» Exercise requirements
Of all the lines below, output only those starting at the one with "Target: street lamp" and ending at the one with "A point belongs on each instance of the white", both ends included, exactly as written.

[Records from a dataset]
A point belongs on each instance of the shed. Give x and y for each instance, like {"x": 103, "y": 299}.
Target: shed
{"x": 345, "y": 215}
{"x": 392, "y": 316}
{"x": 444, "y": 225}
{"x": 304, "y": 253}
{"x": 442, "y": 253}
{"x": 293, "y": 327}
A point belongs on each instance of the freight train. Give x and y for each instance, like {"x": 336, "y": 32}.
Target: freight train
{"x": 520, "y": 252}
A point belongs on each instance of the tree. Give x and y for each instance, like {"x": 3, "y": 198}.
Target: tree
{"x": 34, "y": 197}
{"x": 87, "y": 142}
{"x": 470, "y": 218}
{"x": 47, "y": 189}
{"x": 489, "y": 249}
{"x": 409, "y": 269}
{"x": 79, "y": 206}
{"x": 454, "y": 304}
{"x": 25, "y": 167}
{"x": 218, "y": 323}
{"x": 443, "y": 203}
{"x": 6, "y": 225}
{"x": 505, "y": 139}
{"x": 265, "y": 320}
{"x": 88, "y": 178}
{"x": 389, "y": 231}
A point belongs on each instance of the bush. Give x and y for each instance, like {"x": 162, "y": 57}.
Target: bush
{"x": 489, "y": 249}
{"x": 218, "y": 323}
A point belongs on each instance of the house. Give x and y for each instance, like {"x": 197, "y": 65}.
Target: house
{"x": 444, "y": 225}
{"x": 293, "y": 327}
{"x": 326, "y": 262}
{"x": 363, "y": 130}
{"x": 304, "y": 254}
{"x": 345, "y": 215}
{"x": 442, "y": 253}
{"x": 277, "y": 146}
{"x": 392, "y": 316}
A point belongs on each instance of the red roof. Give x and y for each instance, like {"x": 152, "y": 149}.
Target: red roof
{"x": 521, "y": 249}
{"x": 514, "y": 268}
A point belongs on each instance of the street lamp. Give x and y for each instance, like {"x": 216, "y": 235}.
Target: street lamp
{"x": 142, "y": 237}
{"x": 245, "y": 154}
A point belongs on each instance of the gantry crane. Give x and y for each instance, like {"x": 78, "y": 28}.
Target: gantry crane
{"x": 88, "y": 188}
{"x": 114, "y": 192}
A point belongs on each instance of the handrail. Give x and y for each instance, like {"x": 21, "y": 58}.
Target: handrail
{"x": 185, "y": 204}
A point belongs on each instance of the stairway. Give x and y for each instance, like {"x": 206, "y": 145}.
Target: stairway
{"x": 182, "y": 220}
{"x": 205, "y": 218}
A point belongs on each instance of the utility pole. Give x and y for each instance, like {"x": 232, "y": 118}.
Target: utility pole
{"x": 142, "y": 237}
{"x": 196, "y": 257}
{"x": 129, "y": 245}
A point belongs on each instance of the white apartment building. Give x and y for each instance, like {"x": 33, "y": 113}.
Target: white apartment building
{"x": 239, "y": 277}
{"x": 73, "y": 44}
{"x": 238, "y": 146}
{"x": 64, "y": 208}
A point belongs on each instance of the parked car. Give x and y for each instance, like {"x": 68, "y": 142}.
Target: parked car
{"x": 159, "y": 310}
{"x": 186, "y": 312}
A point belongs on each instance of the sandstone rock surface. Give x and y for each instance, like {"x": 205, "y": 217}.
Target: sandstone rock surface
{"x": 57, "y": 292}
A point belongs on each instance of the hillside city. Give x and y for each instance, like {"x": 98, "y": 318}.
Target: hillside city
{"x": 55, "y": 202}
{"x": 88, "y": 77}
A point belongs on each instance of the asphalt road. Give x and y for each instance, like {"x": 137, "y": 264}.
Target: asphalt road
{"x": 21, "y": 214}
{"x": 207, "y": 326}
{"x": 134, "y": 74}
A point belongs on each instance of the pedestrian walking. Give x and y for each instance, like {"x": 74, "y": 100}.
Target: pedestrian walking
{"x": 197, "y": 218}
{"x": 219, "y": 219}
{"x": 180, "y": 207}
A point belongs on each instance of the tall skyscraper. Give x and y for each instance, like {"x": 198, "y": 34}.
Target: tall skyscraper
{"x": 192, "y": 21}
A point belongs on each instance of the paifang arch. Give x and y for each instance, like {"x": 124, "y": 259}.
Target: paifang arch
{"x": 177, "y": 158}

» Written answer
Target: street lamp
{"x": 142, "y": 237}
{"x": 245, "y": 154}
A point belongs on each instance of the gantry crane. Give x and y for each instance, like {"x": 78, "y": 28}.
Target: gantry crane
{"x": 88, "y": 188}
{"x": 114, "y": 192}
A point belongs on each instance of the handrail. Give x and y for each instance, like {"x": 21, "y": 58}.
Target: handrail
{"x": 185, "y": 204}
A point belongs on each instance of the stairway. Give x and y for each instance, like {"x": 206, "y": 145}.
Target: stairway
{"x": 182, "y": 220}
{"x": 205, "y": 218}
A point belongs on each instance of the utility pole. Give x and y for each instance, like {"x": 232, "y": 118}.
Target: utility pole
{"x": 142, "y": 237}
{"x": 196, "y": 257}
{"x": 129, "y": 245}
A point belongs on each instance of the white apartment building. Give x and y for each instance, like {"x": 33, "y": 113}.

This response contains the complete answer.